Text to read -
100 GBIF datasets, improved

clean

Biodiversity data papers are a special kind of scientific publication. As explained by Chavan and Penev (2011):

A data paper is a journal publication whose primary purpose is to describe data, rather than to report a research investigation. As such, it contains facts about data, not hypotheses and arguments in support of those hypotheses based on data, as found in a conventional research article. Its purposes are threefold: to provide a citable journal publication that brings scholarly credit to data publishers; to describe the data in a structured human-readable form; and to bring the existence of the data to the attention of the scholarly community.

In recent years many publishers of GBIF data have also published data papers describing their GBIF datasets. If the data paper manuscript was submitted to a Pensoft journal, the dataset was carefully audited (Penev et al. 2019). Manuscripts were not passed to reviewers until dataset errors in structure, format or compliance with Darwin Core recommendations were corrected.

As of 2021-07-13, 100 GBIF datasets had passed through the Pensoft audit process and in many cases had been substantially improved. In this blog post I give an overview of the data errors found in the GBIF datasets.

In this overview I’ve used data problem categories that overlap to some extent, and although I avoided double-counting an error, the numbers should not be regarded as exact sample statistics. The numbers are also minima, as I haven’t counted very minor errors that occurred only once or twice in a dataset.

Please also note that the 100 datasets audited were original datasets, not the datasets after processing by GBIF. These original datasets were downloaded as Darwin Core “source archives” from IPTs or from the GBIF website. There is, of course, some overlap between the data quality checks carried out independently by Pensoft and by GBIF. From the data publisher’s point of view, an important difference is that GBIF does not require publishers to fix the problems it identifies.

The cost of the data auditing service provided by Pensoft is included in the article processing charges for the data paper. Pensoft also offers data auditing and cleaning as a stand-alone service (Mesibov 2020).

Instructions -
(a) Rewrite the paragraph of the GBIF audit post that begins "Please also note that the 100 datasets audited" as a short list that keeps its main facts.
(b) Transcribe the part of the GBIF audit post that opens with the words containing "As of 2021-07-13, 100" and closes with "the GBIF datasets.".
(c) Answer these questions from the GBIF audit post:
(i) According to the quoted definition, what is the primary purpose of a data paper?
(ii) As of what date had 100 GBIF datasets passed through the Pensoft audit process?
(iii) How is the cost of Pensoft's data auditing service covered for a data paper?

(Data records)
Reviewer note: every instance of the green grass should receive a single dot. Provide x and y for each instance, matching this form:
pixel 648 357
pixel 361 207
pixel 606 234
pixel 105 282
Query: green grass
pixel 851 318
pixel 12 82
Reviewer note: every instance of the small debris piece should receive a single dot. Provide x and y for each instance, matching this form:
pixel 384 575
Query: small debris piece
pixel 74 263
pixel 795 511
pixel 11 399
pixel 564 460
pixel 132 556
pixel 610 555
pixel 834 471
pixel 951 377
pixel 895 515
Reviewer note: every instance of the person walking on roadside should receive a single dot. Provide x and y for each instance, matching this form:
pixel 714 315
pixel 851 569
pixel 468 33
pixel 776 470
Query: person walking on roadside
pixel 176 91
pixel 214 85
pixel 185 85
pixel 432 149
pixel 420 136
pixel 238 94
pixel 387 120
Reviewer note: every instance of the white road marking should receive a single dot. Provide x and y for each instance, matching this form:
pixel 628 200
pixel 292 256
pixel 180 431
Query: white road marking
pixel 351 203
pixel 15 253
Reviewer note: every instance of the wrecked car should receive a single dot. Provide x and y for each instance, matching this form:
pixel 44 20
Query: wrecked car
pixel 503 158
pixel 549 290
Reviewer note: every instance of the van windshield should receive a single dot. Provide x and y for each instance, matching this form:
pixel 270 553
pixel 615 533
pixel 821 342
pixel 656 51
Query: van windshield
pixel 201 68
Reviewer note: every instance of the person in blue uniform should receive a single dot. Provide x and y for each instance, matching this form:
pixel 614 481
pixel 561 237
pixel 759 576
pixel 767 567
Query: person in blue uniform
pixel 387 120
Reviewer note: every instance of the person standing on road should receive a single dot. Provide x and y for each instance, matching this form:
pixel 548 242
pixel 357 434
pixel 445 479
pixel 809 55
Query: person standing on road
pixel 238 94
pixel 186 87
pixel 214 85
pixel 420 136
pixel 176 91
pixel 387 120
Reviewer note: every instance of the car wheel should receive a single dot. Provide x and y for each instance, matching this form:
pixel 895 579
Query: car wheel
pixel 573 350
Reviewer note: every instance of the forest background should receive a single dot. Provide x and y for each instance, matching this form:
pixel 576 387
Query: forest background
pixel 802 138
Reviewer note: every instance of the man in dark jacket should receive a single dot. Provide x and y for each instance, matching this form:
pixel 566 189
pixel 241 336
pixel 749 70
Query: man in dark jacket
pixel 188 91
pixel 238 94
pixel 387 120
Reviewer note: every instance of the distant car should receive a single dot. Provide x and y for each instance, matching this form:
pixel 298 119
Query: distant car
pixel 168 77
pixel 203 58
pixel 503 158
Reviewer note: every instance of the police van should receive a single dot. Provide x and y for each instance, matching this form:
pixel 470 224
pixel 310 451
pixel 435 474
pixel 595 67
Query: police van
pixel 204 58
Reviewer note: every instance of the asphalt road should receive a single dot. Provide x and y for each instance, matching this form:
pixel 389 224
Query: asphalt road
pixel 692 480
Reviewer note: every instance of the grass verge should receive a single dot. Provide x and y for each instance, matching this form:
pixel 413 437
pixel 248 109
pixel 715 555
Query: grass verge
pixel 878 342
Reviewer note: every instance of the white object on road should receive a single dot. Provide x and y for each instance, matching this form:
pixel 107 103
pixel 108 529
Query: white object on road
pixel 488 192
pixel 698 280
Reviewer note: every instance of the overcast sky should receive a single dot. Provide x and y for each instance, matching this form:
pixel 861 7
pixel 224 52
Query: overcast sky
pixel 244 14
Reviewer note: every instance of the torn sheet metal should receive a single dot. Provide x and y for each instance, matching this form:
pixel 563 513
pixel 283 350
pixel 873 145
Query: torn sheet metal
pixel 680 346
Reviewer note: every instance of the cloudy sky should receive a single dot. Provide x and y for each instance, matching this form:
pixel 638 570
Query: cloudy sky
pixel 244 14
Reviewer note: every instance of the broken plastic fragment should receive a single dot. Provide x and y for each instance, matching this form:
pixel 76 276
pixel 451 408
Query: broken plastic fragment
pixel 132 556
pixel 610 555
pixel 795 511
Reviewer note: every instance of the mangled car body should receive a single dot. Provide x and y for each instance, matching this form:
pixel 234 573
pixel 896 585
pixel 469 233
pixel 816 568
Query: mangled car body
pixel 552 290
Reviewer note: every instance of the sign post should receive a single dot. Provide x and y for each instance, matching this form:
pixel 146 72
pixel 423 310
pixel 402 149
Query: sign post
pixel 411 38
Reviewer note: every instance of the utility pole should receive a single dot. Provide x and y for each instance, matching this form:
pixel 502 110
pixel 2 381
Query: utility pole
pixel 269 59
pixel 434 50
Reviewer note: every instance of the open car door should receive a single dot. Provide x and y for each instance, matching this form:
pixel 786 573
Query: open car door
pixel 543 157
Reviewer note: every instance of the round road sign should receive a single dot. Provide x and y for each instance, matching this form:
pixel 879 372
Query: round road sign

Exercise answers -
(a)
- The 100 audited datasets were original datasets, not versions processed by GBIF.
- They were downloaded as Darwin Core "source archives" from IPTs or the GBIF website.
- Pensoft's and GBIF's independent data quality checks overlap somewhat.
- Unlike Pensoft, GBIF does not require publishers to fix the problems it identifies.

(b)
As of 2021-07-13, 100 GBIF datasets had passed through the Pensoft audit process and in many cases had been substantially improved. In this blog post I give an overview of the data errors found in the GBIF datasets.

(c)
(i) To describe data, rather than to report a research investigation.
(ii) 2021-07-13.
(iii) It is included in the article processing charges for the data paper.